-- BEGIN --

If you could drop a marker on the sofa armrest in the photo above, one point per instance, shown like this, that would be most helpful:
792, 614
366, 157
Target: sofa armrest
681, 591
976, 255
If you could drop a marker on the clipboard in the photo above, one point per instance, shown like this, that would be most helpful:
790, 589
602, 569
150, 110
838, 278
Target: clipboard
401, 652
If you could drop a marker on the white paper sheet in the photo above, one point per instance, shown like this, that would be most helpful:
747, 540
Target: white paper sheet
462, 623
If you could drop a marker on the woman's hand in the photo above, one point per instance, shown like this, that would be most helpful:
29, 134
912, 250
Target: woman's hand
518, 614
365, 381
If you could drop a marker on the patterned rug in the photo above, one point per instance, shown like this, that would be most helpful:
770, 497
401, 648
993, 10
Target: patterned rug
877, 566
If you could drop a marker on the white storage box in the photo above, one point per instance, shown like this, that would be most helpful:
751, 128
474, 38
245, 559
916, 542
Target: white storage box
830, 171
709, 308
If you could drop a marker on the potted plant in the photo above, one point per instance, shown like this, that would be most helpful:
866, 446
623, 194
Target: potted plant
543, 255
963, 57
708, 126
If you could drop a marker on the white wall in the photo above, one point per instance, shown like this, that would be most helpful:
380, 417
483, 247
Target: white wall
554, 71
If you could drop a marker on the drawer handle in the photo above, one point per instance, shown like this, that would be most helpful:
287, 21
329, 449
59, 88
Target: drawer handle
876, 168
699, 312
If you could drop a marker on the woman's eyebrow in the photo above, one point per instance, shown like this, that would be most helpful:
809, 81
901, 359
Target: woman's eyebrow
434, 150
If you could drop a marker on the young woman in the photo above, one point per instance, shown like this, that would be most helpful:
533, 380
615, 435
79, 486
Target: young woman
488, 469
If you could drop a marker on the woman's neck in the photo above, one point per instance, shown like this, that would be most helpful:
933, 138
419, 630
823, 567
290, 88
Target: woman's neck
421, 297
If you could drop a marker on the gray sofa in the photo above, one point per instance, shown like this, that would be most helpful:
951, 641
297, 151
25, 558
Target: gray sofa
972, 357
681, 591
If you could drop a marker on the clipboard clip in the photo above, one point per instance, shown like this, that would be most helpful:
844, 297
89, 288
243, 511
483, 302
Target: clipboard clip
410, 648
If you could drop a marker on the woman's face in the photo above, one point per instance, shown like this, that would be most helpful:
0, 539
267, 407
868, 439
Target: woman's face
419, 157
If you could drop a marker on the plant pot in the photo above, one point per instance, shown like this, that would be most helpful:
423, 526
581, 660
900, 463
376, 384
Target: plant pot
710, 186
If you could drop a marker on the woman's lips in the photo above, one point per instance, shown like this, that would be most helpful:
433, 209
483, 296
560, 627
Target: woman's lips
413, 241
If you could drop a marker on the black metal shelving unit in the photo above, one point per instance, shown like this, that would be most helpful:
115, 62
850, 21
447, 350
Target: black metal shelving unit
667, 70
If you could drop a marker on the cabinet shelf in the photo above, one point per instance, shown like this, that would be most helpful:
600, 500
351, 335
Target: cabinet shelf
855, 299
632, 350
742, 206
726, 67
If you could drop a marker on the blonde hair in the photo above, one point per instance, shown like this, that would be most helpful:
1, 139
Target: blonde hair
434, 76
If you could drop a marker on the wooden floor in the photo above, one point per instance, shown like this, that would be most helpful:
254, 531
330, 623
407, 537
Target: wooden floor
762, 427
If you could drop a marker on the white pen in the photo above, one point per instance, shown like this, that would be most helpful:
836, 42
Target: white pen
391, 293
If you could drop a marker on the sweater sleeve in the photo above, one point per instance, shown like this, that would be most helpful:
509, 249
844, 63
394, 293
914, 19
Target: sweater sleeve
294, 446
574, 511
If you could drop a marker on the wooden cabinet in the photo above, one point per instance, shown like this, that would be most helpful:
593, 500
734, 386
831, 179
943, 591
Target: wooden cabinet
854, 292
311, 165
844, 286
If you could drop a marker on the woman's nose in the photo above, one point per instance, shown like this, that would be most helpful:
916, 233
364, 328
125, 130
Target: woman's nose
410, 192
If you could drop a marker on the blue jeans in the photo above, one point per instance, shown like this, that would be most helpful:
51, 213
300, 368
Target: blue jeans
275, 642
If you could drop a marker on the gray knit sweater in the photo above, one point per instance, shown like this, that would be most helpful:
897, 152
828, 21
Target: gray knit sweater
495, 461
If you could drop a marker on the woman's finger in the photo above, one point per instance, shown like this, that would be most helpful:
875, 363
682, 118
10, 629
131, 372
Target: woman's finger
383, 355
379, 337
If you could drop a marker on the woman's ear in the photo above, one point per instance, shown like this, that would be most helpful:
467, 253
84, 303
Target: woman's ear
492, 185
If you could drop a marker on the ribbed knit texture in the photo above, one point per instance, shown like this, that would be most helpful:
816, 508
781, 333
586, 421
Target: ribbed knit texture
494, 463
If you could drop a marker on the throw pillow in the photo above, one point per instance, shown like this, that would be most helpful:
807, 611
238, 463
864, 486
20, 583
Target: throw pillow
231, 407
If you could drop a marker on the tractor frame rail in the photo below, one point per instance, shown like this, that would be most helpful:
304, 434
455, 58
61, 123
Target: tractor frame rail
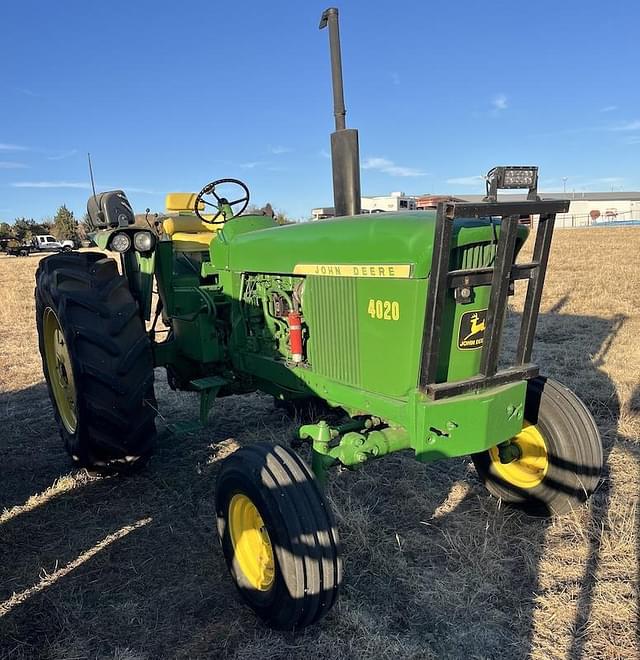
501, 277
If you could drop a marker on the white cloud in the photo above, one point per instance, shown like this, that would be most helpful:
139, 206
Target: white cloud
9, 165
389, 167
633, 125
80, 185
50, 184
466, 180
279, 149
499, 102
63, 154
11, 147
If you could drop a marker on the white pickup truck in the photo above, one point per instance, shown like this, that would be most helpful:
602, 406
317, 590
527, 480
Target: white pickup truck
49, 243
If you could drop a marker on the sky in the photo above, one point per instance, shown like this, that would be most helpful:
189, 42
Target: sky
168, 96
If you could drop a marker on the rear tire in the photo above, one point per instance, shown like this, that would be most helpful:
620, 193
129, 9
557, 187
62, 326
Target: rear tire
295, 575
573, 451
97, 360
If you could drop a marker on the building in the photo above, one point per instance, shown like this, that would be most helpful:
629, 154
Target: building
431, 201
396, 201
323, 212
586, 208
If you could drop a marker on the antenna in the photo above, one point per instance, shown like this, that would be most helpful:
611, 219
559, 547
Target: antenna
93, 183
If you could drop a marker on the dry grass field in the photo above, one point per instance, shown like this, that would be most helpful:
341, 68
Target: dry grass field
130, 568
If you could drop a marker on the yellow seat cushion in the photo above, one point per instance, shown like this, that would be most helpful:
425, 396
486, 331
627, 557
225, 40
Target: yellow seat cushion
182, 202
189, 224
192, 242
187, 232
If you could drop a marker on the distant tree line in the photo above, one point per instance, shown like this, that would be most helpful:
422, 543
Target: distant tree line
63, 226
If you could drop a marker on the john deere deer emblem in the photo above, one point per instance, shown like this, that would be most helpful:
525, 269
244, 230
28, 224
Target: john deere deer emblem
472, 326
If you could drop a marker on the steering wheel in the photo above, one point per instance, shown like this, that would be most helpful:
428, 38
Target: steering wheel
222, 205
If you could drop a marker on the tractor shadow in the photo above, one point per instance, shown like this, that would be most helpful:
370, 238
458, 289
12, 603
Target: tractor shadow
131, 565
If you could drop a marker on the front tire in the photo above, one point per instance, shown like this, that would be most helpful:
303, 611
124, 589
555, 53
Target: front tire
278, 536
97, 361
560, 454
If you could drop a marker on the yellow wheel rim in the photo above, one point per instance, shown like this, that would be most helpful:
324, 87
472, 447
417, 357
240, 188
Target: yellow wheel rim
530, 469
59, 369
251, 544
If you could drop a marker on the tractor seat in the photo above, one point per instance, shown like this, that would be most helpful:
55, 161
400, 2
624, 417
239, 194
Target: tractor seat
187, 232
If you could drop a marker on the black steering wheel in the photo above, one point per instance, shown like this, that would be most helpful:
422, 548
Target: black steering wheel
222, 205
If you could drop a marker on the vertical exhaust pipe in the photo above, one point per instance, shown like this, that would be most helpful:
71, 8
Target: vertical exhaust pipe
345, 152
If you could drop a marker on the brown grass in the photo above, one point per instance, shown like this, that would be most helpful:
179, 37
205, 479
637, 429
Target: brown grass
130, 568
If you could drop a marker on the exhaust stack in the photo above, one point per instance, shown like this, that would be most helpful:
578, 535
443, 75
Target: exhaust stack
345, 153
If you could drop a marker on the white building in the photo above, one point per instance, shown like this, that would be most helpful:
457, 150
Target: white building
588, 208
396, 201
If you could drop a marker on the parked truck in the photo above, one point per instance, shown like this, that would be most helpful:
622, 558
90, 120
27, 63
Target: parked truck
48, 243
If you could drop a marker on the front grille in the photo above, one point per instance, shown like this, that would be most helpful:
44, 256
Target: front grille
480, 255
330, 302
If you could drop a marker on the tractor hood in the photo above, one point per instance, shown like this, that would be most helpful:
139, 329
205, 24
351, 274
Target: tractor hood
403, 240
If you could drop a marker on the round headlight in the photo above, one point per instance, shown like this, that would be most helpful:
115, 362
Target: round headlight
120, 242
143, 241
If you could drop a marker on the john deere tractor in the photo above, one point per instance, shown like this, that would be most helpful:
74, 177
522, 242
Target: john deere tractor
394, 319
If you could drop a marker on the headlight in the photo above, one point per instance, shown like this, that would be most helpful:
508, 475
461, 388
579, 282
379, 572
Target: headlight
143, 241
120, 242
512, 178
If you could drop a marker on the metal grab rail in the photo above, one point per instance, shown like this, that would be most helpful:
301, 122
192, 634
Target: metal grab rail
500, 276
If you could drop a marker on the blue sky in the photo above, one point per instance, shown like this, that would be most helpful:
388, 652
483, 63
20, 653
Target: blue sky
170, 95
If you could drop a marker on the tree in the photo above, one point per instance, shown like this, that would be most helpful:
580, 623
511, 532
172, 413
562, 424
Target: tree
65, 226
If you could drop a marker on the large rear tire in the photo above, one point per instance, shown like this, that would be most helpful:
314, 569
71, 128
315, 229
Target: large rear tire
97, 360
560, 454
278, 536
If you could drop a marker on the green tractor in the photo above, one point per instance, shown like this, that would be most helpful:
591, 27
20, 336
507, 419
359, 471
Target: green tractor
394, 319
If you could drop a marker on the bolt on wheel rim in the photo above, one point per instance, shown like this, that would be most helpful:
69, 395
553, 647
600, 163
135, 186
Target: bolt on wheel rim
530, 469
251, 543
60, 371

-- END --

Beginning at the line containing "If you could drop a marker on the blue sky", repeat each line exactly through the last line of the entries, and include no other lines.

If you could drop a marker on the blue sky in the photo above, one point per instance, shown like this, that would be most helpful:
388, 652
483, 63
20, 653
Target: blue sky
170, 95
If you could drop a marker on the tree in the photo above, one point per instance, shown like this, that would be most helpful:
580, 623
511, 532
172, 413
562, 424
Target: tree
65, 226
If you could drop a marker on the large rear tire in the photo above, one point per instance, shown like this, that would be most helpful:
314, 569
71, 128
315, 229
Target: large rear tire
97, 360
560, 454
278, 536
If you could drop a marker on the green tractor in the photo above, one point per instance, shown like this, that would be most helpful:
591, 27
20, 336
507, 419
359, 471
Target: green tractor
394, 319
If you could drop a marker on the bolt on wheel rim in the photo above, one point per instance, shown like this, that would be most helpful:
69, 395
553, 647
600, 163
135, 186
Target: bolt on wheel rim
530, 469
251, 543
60, 371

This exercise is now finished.